# Work to complete:
Return every line from the records below that contains the string "caution", treating uppercase and lowercase letters as different.
* start *
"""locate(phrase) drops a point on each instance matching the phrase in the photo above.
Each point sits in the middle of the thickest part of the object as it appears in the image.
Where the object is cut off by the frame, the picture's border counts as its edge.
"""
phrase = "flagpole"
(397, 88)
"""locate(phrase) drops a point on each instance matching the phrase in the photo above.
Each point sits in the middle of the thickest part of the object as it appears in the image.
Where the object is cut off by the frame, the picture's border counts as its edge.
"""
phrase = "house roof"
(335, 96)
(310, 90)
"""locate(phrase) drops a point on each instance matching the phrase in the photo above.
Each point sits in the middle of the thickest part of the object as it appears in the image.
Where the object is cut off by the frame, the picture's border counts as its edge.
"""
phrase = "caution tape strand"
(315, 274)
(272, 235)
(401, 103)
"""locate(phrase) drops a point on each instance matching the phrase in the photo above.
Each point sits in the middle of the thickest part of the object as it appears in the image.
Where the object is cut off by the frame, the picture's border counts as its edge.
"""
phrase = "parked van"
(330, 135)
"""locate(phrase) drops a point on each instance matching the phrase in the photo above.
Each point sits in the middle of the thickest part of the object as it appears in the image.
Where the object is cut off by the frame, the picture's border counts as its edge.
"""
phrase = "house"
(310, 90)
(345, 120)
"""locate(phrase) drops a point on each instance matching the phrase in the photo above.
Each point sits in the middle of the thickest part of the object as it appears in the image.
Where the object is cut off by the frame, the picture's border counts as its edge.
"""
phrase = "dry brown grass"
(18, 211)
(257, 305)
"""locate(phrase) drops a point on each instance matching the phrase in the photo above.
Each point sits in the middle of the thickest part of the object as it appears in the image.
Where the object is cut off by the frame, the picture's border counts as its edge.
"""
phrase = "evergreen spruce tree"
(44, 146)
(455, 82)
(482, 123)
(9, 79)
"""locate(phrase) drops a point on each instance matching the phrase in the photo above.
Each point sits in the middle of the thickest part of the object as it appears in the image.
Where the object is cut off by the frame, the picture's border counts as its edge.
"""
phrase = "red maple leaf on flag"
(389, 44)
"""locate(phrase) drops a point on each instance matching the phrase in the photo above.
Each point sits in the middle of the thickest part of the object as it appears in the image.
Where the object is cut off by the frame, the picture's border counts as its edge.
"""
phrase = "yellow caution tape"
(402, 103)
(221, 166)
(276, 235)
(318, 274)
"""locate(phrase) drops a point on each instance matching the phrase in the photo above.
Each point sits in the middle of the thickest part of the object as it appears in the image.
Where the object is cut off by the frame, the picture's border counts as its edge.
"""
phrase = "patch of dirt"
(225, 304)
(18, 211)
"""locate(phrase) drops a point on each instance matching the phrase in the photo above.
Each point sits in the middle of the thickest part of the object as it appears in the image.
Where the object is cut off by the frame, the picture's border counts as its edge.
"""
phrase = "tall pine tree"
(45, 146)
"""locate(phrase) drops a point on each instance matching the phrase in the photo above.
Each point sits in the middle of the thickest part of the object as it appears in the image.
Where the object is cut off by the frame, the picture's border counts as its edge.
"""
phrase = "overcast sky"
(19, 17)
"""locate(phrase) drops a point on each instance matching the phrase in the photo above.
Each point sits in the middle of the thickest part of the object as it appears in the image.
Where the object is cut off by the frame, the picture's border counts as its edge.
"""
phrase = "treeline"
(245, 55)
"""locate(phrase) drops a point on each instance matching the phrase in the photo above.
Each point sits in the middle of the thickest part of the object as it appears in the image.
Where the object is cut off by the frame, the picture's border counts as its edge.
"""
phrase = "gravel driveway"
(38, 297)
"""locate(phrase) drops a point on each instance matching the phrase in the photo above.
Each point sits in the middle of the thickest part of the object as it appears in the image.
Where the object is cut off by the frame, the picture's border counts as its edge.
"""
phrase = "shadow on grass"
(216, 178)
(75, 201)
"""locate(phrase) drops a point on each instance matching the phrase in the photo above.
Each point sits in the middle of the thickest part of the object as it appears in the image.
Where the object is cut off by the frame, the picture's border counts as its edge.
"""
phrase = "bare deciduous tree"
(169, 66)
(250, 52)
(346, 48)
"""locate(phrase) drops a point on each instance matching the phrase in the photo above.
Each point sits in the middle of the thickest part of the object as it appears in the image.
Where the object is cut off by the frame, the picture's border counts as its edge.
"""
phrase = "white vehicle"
* end *
# Written response:
phrase = "caution tape strand"
phrase = "yellow caution tape"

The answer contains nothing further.